### Text segment
============
Ken KarnofskyCD: How has the company adapted to meet the needs of today’s RF engineers?

KK: Today’s RF engineers have very different needs, because today’s RF devices and radios integrate RF and digital technologies to a degree never seen before. Emerging approaches for 5G design include hybrid RF and digital signal processing (DSP) techniques that require even more highly integrated technology. As a result, RF engineers—as well as system and digital engineers, for that matter—need to understand how the RF front end affects system performance and how to partition designs between RF/analog and digital components. 

The enhancements to our MATLAB and Simulink platforms integrate highly accurate RF and antenna modeling with advanced DSP algorithm design and implementation. This enables more effective collaboration among RF, digital, and system engineers to allow for faster development cycles and more thorough design verification.

CD: How have modeling and simulation software requirements changed in comparison to five or 10 years ago?

KK: The changes in RF technology are driving a need for several improvements in modeling and simulation software:

  1. Improved integration of RF, antenna, and digital modeling and simulation.
  2. Faster simulation of complex RF architectures to facilitate rapid design exploration.
  3. Connectivity to a range of software-defined radio (SDR) and RF test hardware to accelerate and lower the cost of prototyping and design verification.

CD: How can design teams that consist of engineers who specialize in various disciplines work together to create more efficient solutions?

KK: Design teams can use software that enables them to model and simulate digital and RF components in the same environment, at multiple levels of fidelity. This enables system engineers to quickly build a reference design, and for each design team to elaborate the design with high-fidelity behavioral models that incorporate DSP, RF, antenna, mixed-signal, and control models. System-level simulation using these models provides insight into component interactions, exposes integration issues before building hardware, and enables more rigorous system verification much earlier in the development process.

CD: What are some of the challenges associated with modeling the latest wireless systems?

KK: Developing wireless systems today is a task that requires multiple design skills, including system architecture, DSP, RF, antenna, mixed-signal, digital hardware, and embedded software. Most teams don’t have expertise in all those areas. Even when they do, each specialist typically uses their favored tool. This makes system integration increasingly difficult, and pushes discovery of critical problems to the end of the development process when they’re most expensive to fix.

This challenge has different impacts at different stages of development. For example, researchers can’t effectively explore 5G hybrid beamforming techniques when they use different tools for digital and RF design. Advanced technology teams can’t prove their concepts in hardware prototypes when they have to rely on other teams for RTL implementation. And design teams are spending far too much time debugging highly integrated radio designs in the hardware lab or in the field.
============
### Extracted data

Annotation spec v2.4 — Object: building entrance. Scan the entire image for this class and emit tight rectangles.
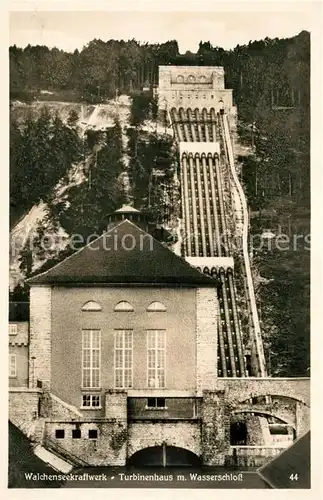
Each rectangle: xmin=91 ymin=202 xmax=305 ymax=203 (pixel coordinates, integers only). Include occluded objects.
xmin=127 ymin=444 xmax=201 ymax=467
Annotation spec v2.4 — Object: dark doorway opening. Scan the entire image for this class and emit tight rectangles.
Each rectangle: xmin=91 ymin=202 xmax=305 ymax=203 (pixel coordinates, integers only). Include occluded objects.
xmin=127 ymin=445 xmax=201 ymax=467
xmin=230 ymin=422 xmax=248 ymax=446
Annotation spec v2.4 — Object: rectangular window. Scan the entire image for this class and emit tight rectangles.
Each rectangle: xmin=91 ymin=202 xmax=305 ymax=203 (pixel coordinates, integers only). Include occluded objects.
xmin=72 ymin=429 xmax=81 ymax=439
xmin=82 ymin=394 xmax=101 ymax=408
xmin=55 ymin=429 xmax=65 ymax=439
xmin=82 ymin=330 xmax=101 ymax=389
xmin=89 ymin=429 xmax=98 ymax=439
xmin=147 ymin=330 xmax=166 ymax=389
xmin=147 ymin=398 xmax=166 ymax=410
xmin=114 ymin=330 xmax=132 ymax=389
xmin=9 ymin=323 xmax=18 ymax=335
xmin=9 ymin=354 xmax=17 ymax=377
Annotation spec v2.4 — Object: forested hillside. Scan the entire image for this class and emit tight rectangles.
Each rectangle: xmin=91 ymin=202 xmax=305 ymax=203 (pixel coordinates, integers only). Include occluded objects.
xmin=9 ymin=31 xmax=310 ymax=376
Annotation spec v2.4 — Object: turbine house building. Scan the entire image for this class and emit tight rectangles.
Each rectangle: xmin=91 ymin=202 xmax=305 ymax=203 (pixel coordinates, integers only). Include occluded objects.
xmin=9 ymin=66 xmax=309 ymax=467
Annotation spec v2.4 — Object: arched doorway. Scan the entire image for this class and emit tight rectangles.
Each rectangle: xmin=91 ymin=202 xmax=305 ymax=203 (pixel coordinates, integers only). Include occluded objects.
xmin=127 ymin=444 xmax=201 ymax=467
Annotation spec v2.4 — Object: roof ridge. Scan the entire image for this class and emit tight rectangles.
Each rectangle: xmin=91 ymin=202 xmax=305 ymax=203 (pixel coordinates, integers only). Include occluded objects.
xmin=26 ymin=219 xmax=130 ymax=283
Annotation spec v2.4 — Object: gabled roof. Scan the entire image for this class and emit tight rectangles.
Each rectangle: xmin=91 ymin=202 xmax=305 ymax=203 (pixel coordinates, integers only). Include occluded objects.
xmin=28 ymin=220 xmax=217 ymax=287
xmin=114 ymin=205 xmax=140 ymax=214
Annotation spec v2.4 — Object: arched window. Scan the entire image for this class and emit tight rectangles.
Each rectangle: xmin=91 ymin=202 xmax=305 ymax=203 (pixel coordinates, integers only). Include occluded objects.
xmin=147 ymin=301 xmax=166 ymax=312
xmin=230 ymin=422 xmax=248 ymax=446
xmin=82 ymin=300 xmax=102 ymax=311
xmin=114 ymin=300 xmax=134 ymax=312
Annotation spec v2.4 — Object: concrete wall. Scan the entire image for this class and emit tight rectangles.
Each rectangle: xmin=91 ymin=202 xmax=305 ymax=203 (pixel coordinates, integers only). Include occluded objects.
xmin=8 ymin=388 xmax=40 ymax=438
xmin=201 ymin=391 xmax=230 ymax=465
xmin=128 ymin=397 xmax=200 ymax=420
xmin=29 ymin=286 xmax=52 ymax=390
xmin=9 ymin=344 xmax=28 ymax=387
xmin=196 ymin=288 xmax=218 ymax=392
xmin=127 ymin=422 xmax=201 ymax=458
xmin=158 ymin=66 xmax=232 ymax=112
xmin=44 ymin=421 xmax=127 ymax=466
xmin=9 ymin=321 xmax=29 ymax=346
xmin=51 ymin=287 xmax=197 ymax=415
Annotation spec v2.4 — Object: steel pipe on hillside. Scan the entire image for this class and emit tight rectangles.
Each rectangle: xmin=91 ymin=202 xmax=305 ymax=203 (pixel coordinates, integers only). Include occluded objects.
xmin=227 ymin=269 xmax=246 ymax=376
xmin=202 ymin=108 xmax=211 ymax=142
xmin=222 ymin=115 xmax=266 ymax=377
xmin=218 ymin=314 xmax=228 ymax=377
xmin=201 ymin=154 xmax=215 ymax=256
xmin=195 ymin=154 xmax=207 ymax=256
xmin=182 ymin=154 xmax=192 ymax=257
xmin=188 ymin=154 xmax=200 ymax=257
xmin=207 ymin=157 xmax=222 ymax=257
xmin=210 ymin=108 xmax=217 ymax=142
xmin=179 ymin=108 xmax=191 ymax=142
xmin=215 ymin=154 xmax=229 ymax=256
xmin=220 ymin=269 xmax=237 ymax=377
xmin=187 ymin=108 xmax=197 ymax=142
xmin=195 ymin=108 xmax=203 ymax=142
xmin=172 ymin=108 xmax=184 ymax=142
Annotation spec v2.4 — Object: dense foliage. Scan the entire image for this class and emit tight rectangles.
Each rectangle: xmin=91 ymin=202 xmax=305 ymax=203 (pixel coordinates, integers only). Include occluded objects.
xmin=10 ymin=107 xmax=82 ymax=225
xmin=10 ymin=32 xmax=310 ymax=109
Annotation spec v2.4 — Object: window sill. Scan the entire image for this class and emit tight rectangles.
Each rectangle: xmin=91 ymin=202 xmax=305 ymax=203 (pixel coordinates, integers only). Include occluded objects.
xmin=80 ymin=406 xmax=102 ymax=410
xmin=81 ymin=387 xmax=102 ymax=394
xmin=145 ymin=406 xmax=168 ymax=411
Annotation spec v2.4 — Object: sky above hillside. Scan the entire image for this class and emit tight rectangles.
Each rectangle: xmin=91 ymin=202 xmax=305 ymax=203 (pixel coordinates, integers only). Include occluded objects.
============
### Instruction
How would the interview about modeling and simulation for RF engineers go on after its last sentence? Continue it.

### Response
CD: What are the benefits of a complete (i.e., algorithm-to-antenna) simulation?

KK: System-level (algorithm-to-antenna) modeling and simulation pay large benefits in several ways. First, simulation can eliminate many system-level and integration errors before building hardware. This is the first step in model-based design where system models automatically generate code for hardware and software implementation of algorithms, enabling algorithm designers to prototype on hardware without having to find programmers or HDL engineers from other teams. The models also provide a reusable test bench throughout the development process, saving time and ensuring consistency of testing. These combined capabilities enable faster design iterations and streamline verification. An upfront investment in modeling has been proven to reduce overall development time by 30% or more.

CD: How have aerospace and defense applications changed in recent years, and how has that affected simulation requirements?

KK: Current applications are driving the adoption of highly integrated RF front ends and adaptive radio technologies. These include development of robust tactical radios and networks, interference and spectrum management, electronic countermeasures, satellite and space systems, and signal intelligence.  

Defense electronics and military system designers use commercial wireless standards in a variety of ways. Researchers want to anticipate the impact of emerging technologies such as mm-wave and massive multiple-input, multiple-output (MIMO) systems. System designers are looking to adapt those standards to lower cost and improve reliability of military communications systems. Other engineers are concerned with minimizing interference from other operational systems in a shared spectrum environment. And the signal intelligence community needs to understand how to extract information from systems using these standards.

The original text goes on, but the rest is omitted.